--- Parts of the exercise ---
**a)** Answer these questions about the Diana Wynyard text:
(i) In what place was she born?
(ii) For which film did Fox Film Corporation borrow her?
(iii) Whom did she play in Clemence Dane's Wild Decembers?
**b)** Reproduce the Diana Wynyard text word for word from "Diana Wynyard (born" to "brief Hollywood career.".

--- Text ---
•••
English stage and film actress (1906–1964)

Diana Wynyard (born Dorothy Isobel Cox; 16 January 1906 – 13 May 1964) was an English stage and film actress.

==Life and career==
Born in Lewisham, south London, Wynyard began her career on the stage. After performing in Liverpool and London with the Liverpool Repertory Company and the Hamilton Deane Repertory Company, she performed on Broadway, appearing first in Rasputin and the Empress in 1932, with Ethel, John, and Lionel Barrymore. She appeared in the film version, beginning her brief Hollywood career.

Fox Film Corporation then borrowed her for their lavish film version of Noël Coward's stage spectacle Cavalcade (1933). As the noble wife and mother she aged gracefully against a background of the Boer War, the sinking of the Titanic, the First World War, and the arrival of the Jazz Age. With this performance, she became the first British actress to be nominated for the Academy Award for Best Actress. After a handful of film roles, including playing John Barrymore's old flame in Reunion in Vienna, she returned to Britain, but concentrated on theatre work, including roles as Charlotte Brontë in Clemence Dane's Wild Decembers, in Sweet Aloes, and as Gilda in the British premiere of Noël Coward's Design for Living.
•••
--- Given records ---
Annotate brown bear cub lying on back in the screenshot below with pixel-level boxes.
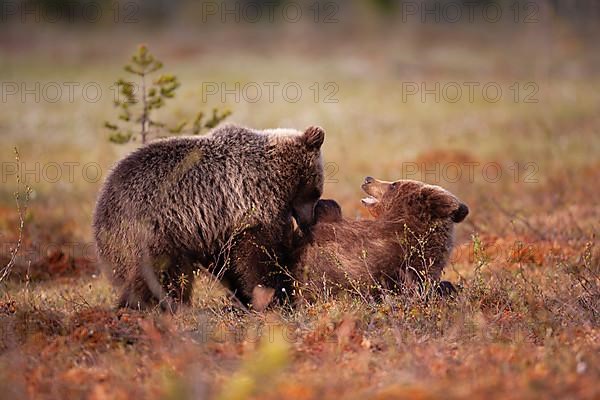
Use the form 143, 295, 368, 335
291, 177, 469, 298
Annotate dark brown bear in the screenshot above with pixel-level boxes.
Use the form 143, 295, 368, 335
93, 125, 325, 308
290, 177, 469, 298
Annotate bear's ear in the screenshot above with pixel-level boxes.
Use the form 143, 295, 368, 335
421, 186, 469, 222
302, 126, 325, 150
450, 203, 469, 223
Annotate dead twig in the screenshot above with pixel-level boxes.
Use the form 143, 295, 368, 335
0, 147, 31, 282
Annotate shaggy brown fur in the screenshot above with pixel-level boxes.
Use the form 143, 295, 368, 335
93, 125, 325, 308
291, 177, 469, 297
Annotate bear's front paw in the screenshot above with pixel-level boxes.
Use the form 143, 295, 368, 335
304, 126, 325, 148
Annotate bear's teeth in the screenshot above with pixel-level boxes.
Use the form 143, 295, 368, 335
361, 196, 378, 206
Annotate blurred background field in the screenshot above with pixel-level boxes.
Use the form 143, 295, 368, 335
•••
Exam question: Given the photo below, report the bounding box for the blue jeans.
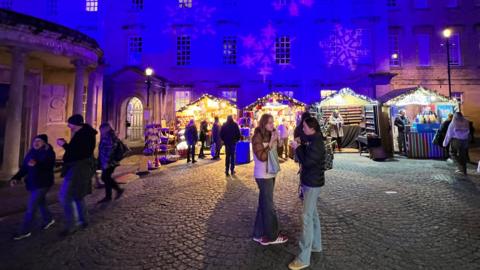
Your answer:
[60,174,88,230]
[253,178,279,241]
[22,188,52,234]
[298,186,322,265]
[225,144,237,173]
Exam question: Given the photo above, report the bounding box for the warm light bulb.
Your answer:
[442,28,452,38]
•••
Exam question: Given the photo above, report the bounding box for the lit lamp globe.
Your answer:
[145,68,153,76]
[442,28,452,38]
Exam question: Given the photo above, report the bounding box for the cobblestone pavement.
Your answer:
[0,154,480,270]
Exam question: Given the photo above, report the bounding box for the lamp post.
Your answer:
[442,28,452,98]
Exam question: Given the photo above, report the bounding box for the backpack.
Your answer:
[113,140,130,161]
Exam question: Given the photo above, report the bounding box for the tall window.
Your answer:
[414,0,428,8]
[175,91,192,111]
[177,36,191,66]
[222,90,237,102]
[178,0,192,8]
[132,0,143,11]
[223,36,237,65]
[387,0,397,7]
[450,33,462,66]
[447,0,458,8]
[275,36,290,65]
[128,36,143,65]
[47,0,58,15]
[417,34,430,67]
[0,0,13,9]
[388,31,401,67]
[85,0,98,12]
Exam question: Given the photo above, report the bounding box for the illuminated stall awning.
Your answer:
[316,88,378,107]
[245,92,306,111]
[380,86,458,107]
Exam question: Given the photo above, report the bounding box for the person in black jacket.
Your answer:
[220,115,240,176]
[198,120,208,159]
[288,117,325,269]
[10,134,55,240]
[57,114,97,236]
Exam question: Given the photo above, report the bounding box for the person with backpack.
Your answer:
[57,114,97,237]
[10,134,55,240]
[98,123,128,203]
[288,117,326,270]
•••
--- Solved tasks ---
**a)**
(i) Lewisham, south London
(ii) Cavalcade (1933)
(iii) Charlotte Brontë

**b)**
Diana Wynyard (born Dorothy Isobel Cox; 16 January 1906 – 13 May 1964) was an English stage and film actress.

==Life and career==
Born in Lewisham, south London, Wynyard began her career on the stage. After performing in Liverpool and London with the Liverpool Repertory Company and the Hamilton Deane Repertory Company, she performed on Broadway, appearing first in Rasputin and the Empress in 1932, with Ethel, John, and Lionel Barrymore. She appeared in the film version, beginning her brief Hollywood career.